After the bombings of London on 7 July 2005, CCTV footage was used to identify the bombers. The media was surprised that few tube trains actually had CCTV cameras, and there were some calls for this to be increased.

On July 22, 2005, Jean Charles de Menezes was shot dead by police at Stockwell tube station. CCTV footage has debunked some police claims. Because of the follow-up bombing attempts the previous day, some of the tapes had been supposedly removed from CCTV cameras for study, and they were not functional. The use of DVR technology may solve this problem."


In the UK the police are building up a large DNA database from everybody charged with a criminal offence (now nearly 5m entries) this solves crimes regularly. See http://news.bbc.co.uk/1/hi/uk/3232744.stm [bbc.co.uk] as an example.

Bottom line, I have no problem with this technology if safeguards are in place and it makes the streets a safer place to walk.

Re:I have no problem with this kind of thing (0)

Anonymous Coward | more than 7 years ago | (#20234131)

Bottom line, I have no problem with this technology if safeguards are in place and it makes the streets a safer place to walk.

Yes, what could possibly go wrong unless you have something to hide?!

The problem is .. (4, Insightful)

Dr_Barnowl (709838) | more than 7 years ago | (#20234159)

## Exercise instructions
(a) Return the stretch from "After the bombings" through "to be increased." in the CCTV discussion, copied word for word.
(b) Carry the CCTV discussion forward from its final line.

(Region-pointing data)
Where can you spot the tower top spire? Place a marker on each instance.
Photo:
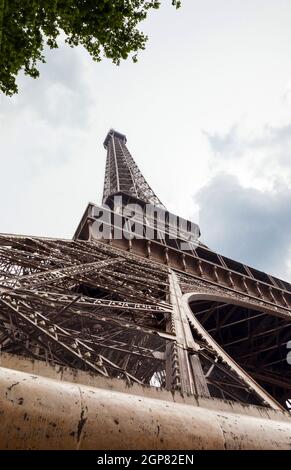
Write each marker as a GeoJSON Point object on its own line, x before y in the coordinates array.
{"type": "Point", "coordinates": [122, 174]}
{"type": "Point", "coordinates": [113, 133]}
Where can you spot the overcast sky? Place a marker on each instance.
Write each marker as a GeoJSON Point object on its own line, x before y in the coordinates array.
{"type": "Point", "coordinates": [207, 115]}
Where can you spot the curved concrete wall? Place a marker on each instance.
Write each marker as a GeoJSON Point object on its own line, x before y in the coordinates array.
{"type": "Point", "coordinates": [41, 413]}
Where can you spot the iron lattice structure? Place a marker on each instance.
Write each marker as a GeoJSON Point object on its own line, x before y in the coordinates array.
{"type": "Point", "coordinates": [144, 310]}
{"type": "Point", "coordinates": [122, 173]}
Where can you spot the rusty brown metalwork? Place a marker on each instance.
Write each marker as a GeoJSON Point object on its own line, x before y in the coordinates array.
{"type": "Point", "coordinates": [147, 312]}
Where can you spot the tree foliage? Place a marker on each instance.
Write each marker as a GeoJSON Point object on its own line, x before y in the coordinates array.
{"type": "Point", "coordinates": [104, 27]}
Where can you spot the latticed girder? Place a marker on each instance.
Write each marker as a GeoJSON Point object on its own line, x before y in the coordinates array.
{"type": "Point", "coordinates": [97, 308]}
{"type": "Point", "coordinates": [122, 173]}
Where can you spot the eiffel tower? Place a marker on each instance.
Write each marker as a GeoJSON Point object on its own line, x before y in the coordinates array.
{"type": "Point", "coordinates": [175, 345]}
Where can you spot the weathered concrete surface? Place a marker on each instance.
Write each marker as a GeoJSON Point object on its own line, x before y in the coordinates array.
{"type": "Point", "coordinates": [41, 413]}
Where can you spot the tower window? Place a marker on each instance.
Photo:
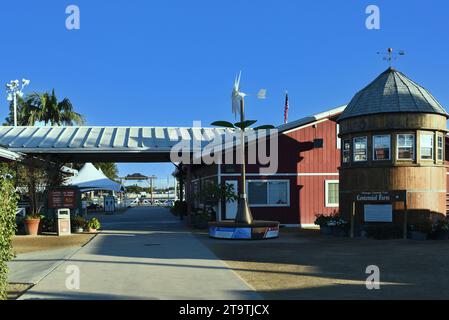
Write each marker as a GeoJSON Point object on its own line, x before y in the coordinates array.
{"type": "Point", "coordinates": [381, 147]}
{"type": "Point", "coordinates": [360, 149]}
{"type": "Point", "coordinates": [426, 146]}
{"type": "Point", "coordinates": [406, 146]}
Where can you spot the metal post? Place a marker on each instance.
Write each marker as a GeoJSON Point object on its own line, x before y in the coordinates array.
{"type": "Point", "coordinates": [15, 108]}
{"type": "Point", "coordinates": [405, 219]}
{"type": "Point", "coordinates": [243, 212]}
{"type": "Point", "coordinates": [151, 190]}
{"type": "Point", "coordinates": [353, 220]}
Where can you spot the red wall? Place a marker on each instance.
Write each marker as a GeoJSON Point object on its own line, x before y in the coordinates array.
{"type": "Point", "coordinates": [307, 168]}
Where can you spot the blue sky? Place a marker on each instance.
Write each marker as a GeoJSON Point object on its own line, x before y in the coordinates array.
{"type": "Point", "coordinates": [168, 63]}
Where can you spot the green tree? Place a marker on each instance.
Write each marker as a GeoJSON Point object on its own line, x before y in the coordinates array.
{"type": "Point", "coordinates": [44, 107]}
{"type": "Point", "coordinates": [8, 208]}
{"type": "Point", "coordinates": [109, 169]}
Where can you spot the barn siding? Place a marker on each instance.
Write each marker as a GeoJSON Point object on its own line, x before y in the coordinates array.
{"type": "Point", "coordinates": [306, 167]}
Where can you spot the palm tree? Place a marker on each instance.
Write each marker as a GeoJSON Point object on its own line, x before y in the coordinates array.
{"type": "Point", "coordinates": [45, 107]}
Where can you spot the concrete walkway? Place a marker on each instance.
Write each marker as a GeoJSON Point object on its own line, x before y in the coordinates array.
{"type": "Point", "coordinates": [144, 254]}
{"type": "Point", "coordinates": [30, 268]}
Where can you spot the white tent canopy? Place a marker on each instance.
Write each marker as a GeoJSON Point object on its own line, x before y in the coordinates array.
{"type": "Point", "coordinates": [90, 178]}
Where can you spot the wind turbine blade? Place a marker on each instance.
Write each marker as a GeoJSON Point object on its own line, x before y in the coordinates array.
{"type": "Point", "coordinates": [262, 95]}
{"type": "Point", "coordinates": [237, 82]}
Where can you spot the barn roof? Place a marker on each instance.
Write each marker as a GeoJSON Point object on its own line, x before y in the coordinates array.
{"type": "Point", "coordinates": [311, 119]}
{"type": "Point", "coordinates": [392, 92]}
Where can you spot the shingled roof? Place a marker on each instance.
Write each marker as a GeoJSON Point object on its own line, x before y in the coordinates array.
{"type": "Point", "coordinates": [392, 92]}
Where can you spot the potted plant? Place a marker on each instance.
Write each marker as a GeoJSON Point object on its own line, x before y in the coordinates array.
{"type": "Point", "coordinates": [419, 231]}
{"type": "Point", "coordinates": [323, 222]}
{"type": "Point", "coordinates": [341, 226]}
{"type": "Point", "coordinates": [93, 225]}
{"type": "Point", "coordinates": [440, 230]}
{"type": "Point", "coordinates": [31, 223]}
{"type": "Point", "coordinates": [201, 219]}
{"type": "Point", "coordinates": [78, 224]}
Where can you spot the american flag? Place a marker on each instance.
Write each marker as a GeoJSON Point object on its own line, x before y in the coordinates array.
{"type": "Point", "coordinates": [286, 108]}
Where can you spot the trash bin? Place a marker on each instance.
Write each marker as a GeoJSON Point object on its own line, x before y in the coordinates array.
{"type": "Point", "coordinates": [109, 205]}
{"type": "Point", "coordinates": [63, 216]}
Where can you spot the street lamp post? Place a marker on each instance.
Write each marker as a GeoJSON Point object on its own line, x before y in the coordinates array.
{"type": "Point", "coordinates": [13, 89]}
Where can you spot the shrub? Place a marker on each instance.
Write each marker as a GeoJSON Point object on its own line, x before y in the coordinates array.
{"type": "Point", "coordinates": [322, 220]}
{"type": "Point", "coordinates": [179, 208]}
{"type": "Point", "coordinates": [8, 208]}
{"type": "Point", "coordinates": [94, 224]}
{"type": "Point", "coordinates": [79, 222]}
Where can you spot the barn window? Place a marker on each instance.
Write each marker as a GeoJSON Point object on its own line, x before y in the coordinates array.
{"type": "Point", "coordinates": [440, 148]}
{"type": "Point", "coordinates": [272, 193]}
{"type": "Point", "coordinates": [426, 146]}
{"type": "Point", "coordinates": [332, 190]}
{"type": "Point", "coordinates": [346, 151]}
{"type": "Point", "coordinates": [406, 146]}
{"type": "Point", "coordinates": [360, 149]}
{"type": "Point", "coordinates": [381, 147]}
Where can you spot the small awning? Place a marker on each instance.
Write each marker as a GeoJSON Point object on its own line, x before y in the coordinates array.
{"type": "Point", "coordinates": [6, 155]}
{"type": "Point", "coordinates": [90, 178]}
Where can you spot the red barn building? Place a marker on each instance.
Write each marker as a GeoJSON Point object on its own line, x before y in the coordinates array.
{"type": "Point", "coordinates": [305, 184]}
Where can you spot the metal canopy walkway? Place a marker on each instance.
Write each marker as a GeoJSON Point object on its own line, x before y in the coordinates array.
{"type": "Point", "coordinates": [103, 144]}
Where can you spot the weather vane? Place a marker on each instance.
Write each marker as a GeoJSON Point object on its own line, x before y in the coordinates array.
{"type": "Point", "coordinates": [391, 56]}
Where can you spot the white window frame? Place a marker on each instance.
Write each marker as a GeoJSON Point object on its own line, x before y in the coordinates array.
{"type": "Point", "coordinates": [354, 149]}
{"type": "Point", "coordinates": [268, 205]}
{"type": "Point", "coordinates": [326, 193]}
{"type": "Point", "coordinates": [374, 148]}
{"type": "Point", "coordinates": [343, 150]}
{"type": "Point", "coordinates": [414, 147]}
{"type": "Point", "coordinates": [338, 138]}
{"type": "Point", "coordinates": [440, 136]}
{"type": "Point", "coordinates": [431, 134]}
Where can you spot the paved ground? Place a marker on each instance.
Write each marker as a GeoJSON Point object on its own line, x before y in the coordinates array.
{"type": "Point", "coordinates": [144, 254]}
{"type": "Point", "coordinates": [306, 265]}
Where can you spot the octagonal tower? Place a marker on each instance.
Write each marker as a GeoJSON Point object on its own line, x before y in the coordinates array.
{"type": "Point", "coordinates": [393, 138]}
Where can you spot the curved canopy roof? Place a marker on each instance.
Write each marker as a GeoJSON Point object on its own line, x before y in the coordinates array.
{"type": "Point", "coordinates": [392, 92]}
{"type": "Point", "coordinates": [90, 178]}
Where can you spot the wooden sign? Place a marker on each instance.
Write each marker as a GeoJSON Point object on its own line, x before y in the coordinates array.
{"type": "Point", "coordinates": [62, 199]}
{"type": "Point", "coordinates": [390, 196]}
{"type": "Point", "coordinates": [378, 213]}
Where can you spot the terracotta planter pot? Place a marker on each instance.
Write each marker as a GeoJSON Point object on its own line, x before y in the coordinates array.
{"type": "Point", "coordinates": [32, 226]}
{"type": "Point", "coordinates": [326, 230]}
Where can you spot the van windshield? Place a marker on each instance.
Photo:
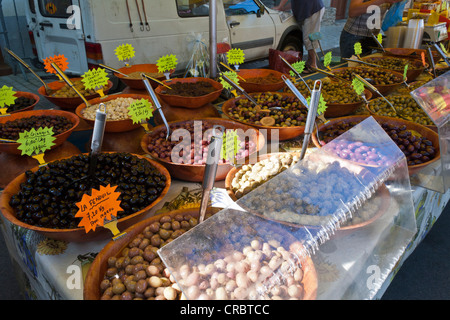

## Per-task answers
(a)
After the bombings of London on 7 July 2005, CCTV footage was used to identify the bombers. The media was surprised that few tube trains actually had CCTV cameras, and there were some calls for this to be increased.

(b)
This consolidates power in the hands of government. Right now, the UK government can be offensive, inappropriate, incompetent, all the traditional sins of government, but they do stop short of being outright openly evil. Alas, government is not a static reliable thing. Many of the functions of government are being gleefully handed over to corporations, either by market-worshipping dingbats who genuinely believe that the market can regulate itself, or by corrupt arseholes who just want the stock options.

Now, imagine the same systems in the hands of a major corporation. Now imagine that the corporation has very few legal restrictions on what it does. Now imagine you have pissed them off.

If that didn't scare you, you have a serious lack of imagination.

Re:The problem is .. (1)

kahei (466208) | more than 7 years ago | (#20234297)

Right now, the UK government can be offensive, inappropriate, incompetent, all the traditional sins of government, but they do stop short of being outright openly evil.

Ha ha, yeah, good one.

Re:I have no problem with this kind of thing (1)

sumdumass (711423) | more than 7 years ago | (#20234185)

If you have one thing that you don't want one person to know about means you have something to hide. What it so demeaning that my opinion shouldn't count if I have something to hide. I successfully purchased and stored 5 months early a gift for my mothers birthday that I was hiding from her, Am i a bad person or something now?

Something to hide or not is by n means a reason to discount an objection.

Re:I have no problem with this kind of thing (0, Troll)

apodyopsis (1048476) | more than 7 years ago | (#20234261)

Rubbish.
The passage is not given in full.